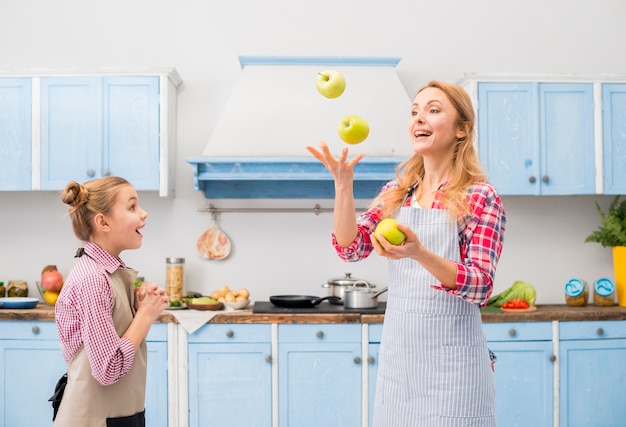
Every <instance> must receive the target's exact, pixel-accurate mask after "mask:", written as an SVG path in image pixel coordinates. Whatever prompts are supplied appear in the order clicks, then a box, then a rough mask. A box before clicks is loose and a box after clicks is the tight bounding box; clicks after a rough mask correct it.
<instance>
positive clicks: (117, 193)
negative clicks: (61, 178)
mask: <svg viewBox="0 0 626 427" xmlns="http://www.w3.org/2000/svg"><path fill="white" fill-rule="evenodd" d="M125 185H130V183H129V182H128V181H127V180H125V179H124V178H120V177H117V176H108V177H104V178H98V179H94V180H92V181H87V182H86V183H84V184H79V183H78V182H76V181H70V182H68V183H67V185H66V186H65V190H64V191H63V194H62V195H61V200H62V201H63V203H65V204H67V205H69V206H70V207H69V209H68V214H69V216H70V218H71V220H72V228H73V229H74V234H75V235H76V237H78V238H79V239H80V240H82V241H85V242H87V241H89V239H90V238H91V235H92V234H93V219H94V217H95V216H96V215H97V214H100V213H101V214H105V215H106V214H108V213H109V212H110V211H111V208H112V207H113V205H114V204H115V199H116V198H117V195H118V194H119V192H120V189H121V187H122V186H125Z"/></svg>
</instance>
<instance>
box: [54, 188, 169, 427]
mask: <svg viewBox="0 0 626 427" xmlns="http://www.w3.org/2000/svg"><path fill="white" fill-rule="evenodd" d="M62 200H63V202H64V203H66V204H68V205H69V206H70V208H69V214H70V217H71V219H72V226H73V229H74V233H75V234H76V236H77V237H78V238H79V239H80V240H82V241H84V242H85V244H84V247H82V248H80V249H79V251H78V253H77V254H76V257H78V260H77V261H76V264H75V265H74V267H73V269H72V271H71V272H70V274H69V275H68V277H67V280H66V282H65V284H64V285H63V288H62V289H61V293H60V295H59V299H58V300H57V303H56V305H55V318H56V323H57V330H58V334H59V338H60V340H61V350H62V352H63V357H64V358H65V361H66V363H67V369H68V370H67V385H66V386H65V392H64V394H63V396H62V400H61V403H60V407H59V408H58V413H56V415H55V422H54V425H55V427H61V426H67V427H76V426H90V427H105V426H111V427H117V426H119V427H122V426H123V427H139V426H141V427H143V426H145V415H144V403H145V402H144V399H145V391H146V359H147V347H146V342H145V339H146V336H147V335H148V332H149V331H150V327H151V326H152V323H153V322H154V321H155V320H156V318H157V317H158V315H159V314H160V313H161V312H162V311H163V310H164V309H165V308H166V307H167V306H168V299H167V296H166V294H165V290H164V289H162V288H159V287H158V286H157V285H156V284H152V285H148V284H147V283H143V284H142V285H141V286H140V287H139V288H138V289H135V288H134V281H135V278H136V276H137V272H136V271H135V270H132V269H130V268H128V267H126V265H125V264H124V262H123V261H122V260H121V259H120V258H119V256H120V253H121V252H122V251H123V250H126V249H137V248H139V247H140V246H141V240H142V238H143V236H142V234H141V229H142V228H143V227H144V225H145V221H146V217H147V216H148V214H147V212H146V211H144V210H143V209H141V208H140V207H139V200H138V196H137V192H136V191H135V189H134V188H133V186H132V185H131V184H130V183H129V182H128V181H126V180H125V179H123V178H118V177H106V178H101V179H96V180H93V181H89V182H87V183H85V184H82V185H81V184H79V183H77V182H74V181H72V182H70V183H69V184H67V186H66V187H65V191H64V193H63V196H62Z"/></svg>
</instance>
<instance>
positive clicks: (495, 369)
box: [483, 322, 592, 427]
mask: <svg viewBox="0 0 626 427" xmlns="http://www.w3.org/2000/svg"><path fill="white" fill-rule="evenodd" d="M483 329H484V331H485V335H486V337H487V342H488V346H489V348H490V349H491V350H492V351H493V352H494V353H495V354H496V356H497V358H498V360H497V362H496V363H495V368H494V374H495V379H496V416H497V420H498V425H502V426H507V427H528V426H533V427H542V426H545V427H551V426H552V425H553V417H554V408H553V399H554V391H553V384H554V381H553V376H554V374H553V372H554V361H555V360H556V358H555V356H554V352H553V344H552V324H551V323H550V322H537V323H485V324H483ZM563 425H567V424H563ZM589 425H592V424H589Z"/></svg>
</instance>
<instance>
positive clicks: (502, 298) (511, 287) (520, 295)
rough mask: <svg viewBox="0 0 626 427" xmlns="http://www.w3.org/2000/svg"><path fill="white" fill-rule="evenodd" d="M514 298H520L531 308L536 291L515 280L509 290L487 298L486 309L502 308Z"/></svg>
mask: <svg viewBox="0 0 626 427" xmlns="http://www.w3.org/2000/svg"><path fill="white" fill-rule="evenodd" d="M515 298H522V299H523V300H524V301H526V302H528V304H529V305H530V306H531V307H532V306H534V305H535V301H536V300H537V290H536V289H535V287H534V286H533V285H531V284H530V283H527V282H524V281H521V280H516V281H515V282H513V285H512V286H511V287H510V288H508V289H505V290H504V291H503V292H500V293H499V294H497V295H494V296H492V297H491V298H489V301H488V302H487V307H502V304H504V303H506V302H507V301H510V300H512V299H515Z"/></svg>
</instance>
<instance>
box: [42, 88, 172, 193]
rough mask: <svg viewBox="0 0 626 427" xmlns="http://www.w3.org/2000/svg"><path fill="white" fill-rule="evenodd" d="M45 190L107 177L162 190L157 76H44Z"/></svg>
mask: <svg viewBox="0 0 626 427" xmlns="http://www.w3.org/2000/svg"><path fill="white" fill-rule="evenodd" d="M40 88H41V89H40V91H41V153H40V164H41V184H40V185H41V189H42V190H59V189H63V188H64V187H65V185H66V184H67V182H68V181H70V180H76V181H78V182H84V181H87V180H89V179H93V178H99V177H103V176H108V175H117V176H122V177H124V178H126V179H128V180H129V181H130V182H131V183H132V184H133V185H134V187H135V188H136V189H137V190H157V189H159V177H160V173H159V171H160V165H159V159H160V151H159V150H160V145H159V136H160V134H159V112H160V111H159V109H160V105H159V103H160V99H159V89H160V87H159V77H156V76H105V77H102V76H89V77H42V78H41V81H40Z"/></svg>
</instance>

════════════════════

§ **EXERCISE GOAL**
Your answer must be the line containing "box: [42, 88, 172, 193]" and every line after it through the end of the records above, reproduced exactly and alone.

§ **EXERCISE RESULT**
box: [42, 88, 172, 193]
rough mask: <svg viewBox="0 0 626 427" xmlns="http://www.w3.org/2000/svg"><path fill="white" fill-rule="evenodd" d="M45 190L107 177L162 190L157 76H44Z"/></svg>
mask: <svg viewBox="0 0 626 427" xmlns="http://www.w3.org/2000/svg"><path fill="white" fill-rule="evenodd" d="M40 88H41V89H40V91H41V153H40V164H41V184H40V185H41V189H42V190H59V189H63V188H64V187H65V185H66V184H67V182H68V181H70V180H76V181H78V182H84V181H87V180H89V179H93V178H99V177H103V176H108V175H117V176H122V177H124V178H126V179H128V180H129V181H130V182H131V183H132V184H133V185H134V187H135V188H136V189H137V190H157V189H159V177H160V173H159V171H160V165H159V159H160V151H159V150H160V145H159V136H160V134H159V112H160V111H159V109H160V105H159V103H160V99H159V89H160V87H159V77H156V76H105V77H102V76H89V77H42V78H41V81H40Z"/></svg>
</instance>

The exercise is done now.